Wisniewski was no political novice prior to Tuesday’s primary elections. He had served as a Republican precinct committeeman for 10 years prior to jumping into the race to succeed Rep. Don Cheatham in District 3, Seat B. Cheatham had given up that seat to seek the Republican nomination to succeed Sen. Bob Nonini as District 3’s state senator. Nonini in turn had given up that seat to run for lieutenant governor. Cheatham gained an uncontested nomination, while Nonini lost in a crowded field of Republican candidates.

Wisniewski’s foray into state legislative politics earned him a 510-vote victory over political veteran Kathy Sims, who had represented District 4 for several terms in the Idaho House of Representatives until falling to then-newcomer Paul Amador in 2016. Sims filed to return to Boise via District 3, Seat B. She had to contend both with Wisniewski and the Idaho Secretary of State’s office in the primary campaign.

On April 30, Chief Deputy Secretary of State Tim Hurst declared Sims ineligible to be on the ballot due to residency requirements, and her name was crossed off some ballots used by early voters. However, on May 4, Sims successfully obtained a judicial reversal of Hurst’s decision via First District Court Judge Rich Christensen. Kootenai County Clerk Jim Brannon told The Press May 4 that 54 people had voted early in the District 3 Republican race at the county’s Elections Office from the time of Hurst’s decision until Christensen’s ruling. As it turned out, Sims lost the absentee ballots to Wisniewski 500-415.

Wisniewski expressed gratitude to Sims for challenging her disqualification and staying in the race. He said her continued presence on the ballot made it a fair race. Along with his lead among early voters, Wisniewski easily outpaced Sims 2,093-1,668 among election day voters to walk away with the win. He was glad that he hadn’t won on a technicality, Wisniewski said.

The victor attributed his success to knocking on a lot of doors, and talking about issues face-to-face with voters. He said Second Amendment issues, educational choice, and the Constitution kept coming up in his discussions. Wisniewski said he reasoned that since property owners contribute to the state education budget, parents and grandparents ought to have the right to decide how those funds are spent on their students’ educations, regardless of educational environment.

Provided material:
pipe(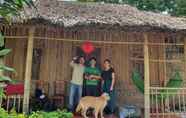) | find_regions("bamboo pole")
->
[23,27,35,113]
[144,34,150,118]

Requirements:
In the primary election article, which judge reversed the decision that kept Sims off the ballot?

Correct output:
First District Court Judge Rich Christensen.